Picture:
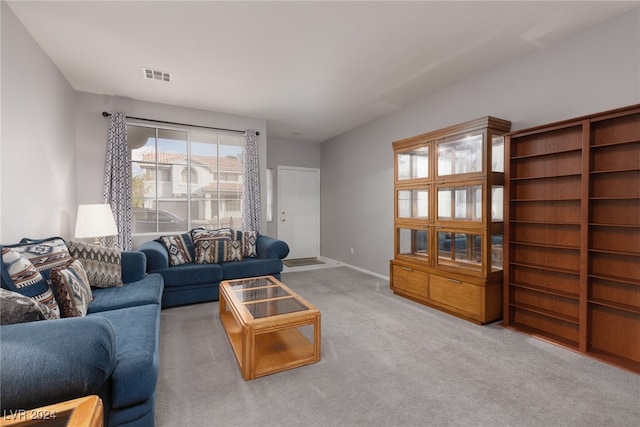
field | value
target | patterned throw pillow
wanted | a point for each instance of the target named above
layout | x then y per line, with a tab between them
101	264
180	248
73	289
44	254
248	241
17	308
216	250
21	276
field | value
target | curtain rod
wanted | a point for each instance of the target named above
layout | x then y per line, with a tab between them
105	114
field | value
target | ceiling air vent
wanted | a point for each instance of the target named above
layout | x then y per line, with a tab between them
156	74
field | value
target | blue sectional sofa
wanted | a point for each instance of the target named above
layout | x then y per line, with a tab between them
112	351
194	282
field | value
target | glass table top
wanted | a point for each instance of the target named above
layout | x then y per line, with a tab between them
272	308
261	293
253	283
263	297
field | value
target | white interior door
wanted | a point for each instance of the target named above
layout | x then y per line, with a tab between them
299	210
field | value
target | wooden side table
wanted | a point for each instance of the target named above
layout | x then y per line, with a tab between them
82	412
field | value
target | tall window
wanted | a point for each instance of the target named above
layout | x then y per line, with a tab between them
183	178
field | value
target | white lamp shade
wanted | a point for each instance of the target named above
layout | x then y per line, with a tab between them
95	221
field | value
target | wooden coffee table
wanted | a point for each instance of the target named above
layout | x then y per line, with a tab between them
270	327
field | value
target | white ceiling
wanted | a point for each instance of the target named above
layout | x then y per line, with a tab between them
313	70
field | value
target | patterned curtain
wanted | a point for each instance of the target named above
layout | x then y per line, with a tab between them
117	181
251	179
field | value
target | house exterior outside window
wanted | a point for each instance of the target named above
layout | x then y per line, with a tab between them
=======
* _Assignment_: Print the material above once more, exactly, minus the pictures.

* _Answer box_:
Picture:
field | value
target | patterned throw pillow
wanted | a point for each instance of the target named above
layout | x then y per line, with a tab between them
101	264
180	248
73	289
44	254
248	241
17	308
216	250
21	276
field | value
target | curtain rod
wanted | a point for each instance of the target named above
layout | x then y per line, with a tab between them
105	114
field | value
target | ceiling air vent
wanted | a point for each instance of the target named above
layout | x then y per line, with a tab between them
156	74
field | value
target | blue sectional sofa
wanted | a point for each instance of the target named above
layout | x then y per line, with a tab between them
112	351
194	282
field | value
target | glass table top
wanted | a point for each instance of the target named above
layout | x then y per line, with a tab between them
272	308
261	293
253	283
263	297
field | value
target | white interior door
wanted | a point for each instance of the target named above
layout | x then y per line, with a tab between them
299	210
field | value
target | wooden side table
wanted | a point for each instance of the target named above
layout | x then y per line, with a tab between them
82	412
field | value
target | tall window
wanted | a point for each instance of the target named above
layout | x then y per line, with a tab between them
183	178
field | value
target | white lamp shade
wanted | a point for each instance of the target named above
layout | x then y per line, with a tab between them
95	221
field | value
target | wooden coffee table
wanted | a point for each instance of the target named above
layout | x then y per line, with a tab between them
270	327
field | value
target | white ceiling
wanted | a point for each instance of the target named above
layout | x then y per line, with a tab between them
313	70
field | value
target | patterned curtain
wanted | a point for each instance of the target named above
layout | x then y per line, with a tab between them
117	181
251	179
field | value
target | house exterior outside window
wanted | a point for each instance of the target named above
layout | x then y per line, with a tab between them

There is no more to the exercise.